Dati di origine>
┏━━
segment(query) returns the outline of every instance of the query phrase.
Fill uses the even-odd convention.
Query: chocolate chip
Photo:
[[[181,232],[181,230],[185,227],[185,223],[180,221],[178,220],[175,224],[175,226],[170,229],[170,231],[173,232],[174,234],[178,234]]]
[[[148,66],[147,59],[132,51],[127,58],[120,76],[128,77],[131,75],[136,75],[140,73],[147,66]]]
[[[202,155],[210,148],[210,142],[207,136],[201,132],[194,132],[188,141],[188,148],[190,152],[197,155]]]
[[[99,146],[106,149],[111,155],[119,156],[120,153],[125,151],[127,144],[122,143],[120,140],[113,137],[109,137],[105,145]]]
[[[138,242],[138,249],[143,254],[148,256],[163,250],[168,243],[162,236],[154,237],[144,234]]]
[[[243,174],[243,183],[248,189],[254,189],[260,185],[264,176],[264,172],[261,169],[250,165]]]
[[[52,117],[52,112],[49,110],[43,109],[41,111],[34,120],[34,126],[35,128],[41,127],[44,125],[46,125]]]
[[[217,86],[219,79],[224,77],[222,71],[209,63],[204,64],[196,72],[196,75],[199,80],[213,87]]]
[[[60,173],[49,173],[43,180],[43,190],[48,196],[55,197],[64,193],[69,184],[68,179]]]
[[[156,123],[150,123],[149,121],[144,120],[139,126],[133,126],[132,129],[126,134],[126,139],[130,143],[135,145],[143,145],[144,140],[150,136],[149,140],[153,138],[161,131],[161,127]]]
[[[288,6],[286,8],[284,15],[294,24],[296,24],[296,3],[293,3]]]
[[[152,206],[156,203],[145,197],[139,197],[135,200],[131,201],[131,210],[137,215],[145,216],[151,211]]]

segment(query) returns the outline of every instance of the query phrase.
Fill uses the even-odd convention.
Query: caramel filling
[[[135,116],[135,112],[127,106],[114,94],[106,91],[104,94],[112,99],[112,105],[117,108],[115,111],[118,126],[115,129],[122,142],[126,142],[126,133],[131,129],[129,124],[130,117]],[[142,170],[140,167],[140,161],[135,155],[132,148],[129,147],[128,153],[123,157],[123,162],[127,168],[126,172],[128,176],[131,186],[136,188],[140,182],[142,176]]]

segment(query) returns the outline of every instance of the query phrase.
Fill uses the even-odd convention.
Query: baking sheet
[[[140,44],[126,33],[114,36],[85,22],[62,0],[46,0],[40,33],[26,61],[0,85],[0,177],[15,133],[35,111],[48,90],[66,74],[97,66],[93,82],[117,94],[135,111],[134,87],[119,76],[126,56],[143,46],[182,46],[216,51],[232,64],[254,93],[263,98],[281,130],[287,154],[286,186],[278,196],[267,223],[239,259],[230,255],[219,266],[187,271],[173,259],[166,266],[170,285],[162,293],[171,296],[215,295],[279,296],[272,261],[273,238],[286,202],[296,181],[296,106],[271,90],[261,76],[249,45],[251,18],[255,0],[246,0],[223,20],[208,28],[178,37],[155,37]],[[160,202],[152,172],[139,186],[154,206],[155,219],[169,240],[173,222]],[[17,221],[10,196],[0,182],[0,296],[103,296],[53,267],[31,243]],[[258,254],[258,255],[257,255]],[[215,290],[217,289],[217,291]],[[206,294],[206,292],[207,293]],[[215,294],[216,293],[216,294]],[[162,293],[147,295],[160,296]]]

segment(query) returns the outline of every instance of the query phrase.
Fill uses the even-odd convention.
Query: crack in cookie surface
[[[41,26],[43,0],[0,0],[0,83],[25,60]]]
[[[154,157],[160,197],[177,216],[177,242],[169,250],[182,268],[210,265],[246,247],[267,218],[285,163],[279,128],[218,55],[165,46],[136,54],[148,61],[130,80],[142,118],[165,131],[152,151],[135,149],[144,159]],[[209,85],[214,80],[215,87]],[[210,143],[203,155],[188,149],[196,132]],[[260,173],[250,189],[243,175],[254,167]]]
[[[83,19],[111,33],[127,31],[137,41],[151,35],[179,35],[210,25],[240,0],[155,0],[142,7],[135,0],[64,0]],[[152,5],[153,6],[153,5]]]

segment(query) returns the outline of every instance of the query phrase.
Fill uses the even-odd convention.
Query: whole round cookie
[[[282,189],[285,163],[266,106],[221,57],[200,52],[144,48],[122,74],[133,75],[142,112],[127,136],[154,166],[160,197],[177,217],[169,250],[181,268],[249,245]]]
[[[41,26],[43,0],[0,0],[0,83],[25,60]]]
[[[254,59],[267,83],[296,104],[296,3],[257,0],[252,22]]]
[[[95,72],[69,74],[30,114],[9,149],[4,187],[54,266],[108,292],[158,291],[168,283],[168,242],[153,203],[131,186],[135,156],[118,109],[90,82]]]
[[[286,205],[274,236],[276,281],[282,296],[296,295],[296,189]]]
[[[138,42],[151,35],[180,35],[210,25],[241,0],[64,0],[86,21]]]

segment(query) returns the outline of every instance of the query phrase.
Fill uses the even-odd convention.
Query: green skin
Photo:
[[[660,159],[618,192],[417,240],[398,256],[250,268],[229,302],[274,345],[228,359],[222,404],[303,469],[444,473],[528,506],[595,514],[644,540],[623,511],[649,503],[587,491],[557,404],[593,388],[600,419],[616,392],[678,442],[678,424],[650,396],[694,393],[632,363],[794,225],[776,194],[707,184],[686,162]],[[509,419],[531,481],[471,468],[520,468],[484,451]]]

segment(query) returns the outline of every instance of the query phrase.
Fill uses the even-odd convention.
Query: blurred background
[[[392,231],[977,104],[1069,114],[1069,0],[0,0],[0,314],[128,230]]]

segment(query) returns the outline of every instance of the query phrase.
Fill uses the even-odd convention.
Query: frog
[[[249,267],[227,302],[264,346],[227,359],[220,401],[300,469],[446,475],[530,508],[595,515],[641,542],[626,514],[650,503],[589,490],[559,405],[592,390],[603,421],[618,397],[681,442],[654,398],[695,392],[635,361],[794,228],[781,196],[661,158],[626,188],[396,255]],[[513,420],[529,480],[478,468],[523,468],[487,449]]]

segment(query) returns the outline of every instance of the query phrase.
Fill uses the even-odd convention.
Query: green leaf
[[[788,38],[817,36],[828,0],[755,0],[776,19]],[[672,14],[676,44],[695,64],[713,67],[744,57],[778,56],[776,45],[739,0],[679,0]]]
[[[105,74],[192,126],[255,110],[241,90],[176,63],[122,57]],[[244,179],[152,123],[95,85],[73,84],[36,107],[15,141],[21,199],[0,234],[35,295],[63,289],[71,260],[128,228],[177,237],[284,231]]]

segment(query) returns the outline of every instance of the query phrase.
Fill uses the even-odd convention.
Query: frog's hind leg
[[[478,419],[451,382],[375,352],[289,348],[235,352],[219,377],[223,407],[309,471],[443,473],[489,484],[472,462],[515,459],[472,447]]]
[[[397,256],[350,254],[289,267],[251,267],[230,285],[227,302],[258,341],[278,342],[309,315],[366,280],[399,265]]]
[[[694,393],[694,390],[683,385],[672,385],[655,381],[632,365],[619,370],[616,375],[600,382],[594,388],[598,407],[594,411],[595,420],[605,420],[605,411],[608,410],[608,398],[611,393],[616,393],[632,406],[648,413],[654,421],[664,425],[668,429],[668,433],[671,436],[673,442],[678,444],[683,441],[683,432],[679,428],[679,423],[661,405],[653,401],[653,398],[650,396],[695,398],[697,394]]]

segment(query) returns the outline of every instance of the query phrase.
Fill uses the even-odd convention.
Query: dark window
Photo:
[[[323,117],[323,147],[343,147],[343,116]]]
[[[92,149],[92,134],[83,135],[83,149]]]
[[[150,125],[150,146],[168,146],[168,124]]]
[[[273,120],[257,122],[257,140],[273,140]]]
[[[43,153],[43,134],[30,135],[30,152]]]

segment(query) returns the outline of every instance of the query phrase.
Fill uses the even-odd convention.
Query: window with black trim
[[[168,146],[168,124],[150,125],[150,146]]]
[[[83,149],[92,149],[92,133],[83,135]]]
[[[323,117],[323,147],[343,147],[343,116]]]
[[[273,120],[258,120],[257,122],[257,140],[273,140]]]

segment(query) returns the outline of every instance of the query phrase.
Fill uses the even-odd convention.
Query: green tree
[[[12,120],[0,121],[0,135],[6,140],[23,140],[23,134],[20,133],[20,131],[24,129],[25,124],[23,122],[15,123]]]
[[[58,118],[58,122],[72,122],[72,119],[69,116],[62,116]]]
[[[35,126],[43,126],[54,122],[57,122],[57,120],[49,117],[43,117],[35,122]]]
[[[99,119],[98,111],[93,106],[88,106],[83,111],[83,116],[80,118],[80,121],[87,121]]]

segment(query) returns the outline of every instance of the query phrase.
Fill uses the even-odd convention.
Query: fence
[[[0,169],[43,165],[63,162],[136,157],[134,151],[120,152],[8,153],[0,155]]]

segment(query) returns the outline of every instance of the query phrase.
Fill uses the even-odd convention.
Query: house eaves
┗━━
Compito richiesto> Per favore, estrai dai record qui sopra tutte le righe in cui compare la parola "green" e riportale senza modifiche.

Esercizio svolto>
Query: green skin
Query: green leaf
Query: green tree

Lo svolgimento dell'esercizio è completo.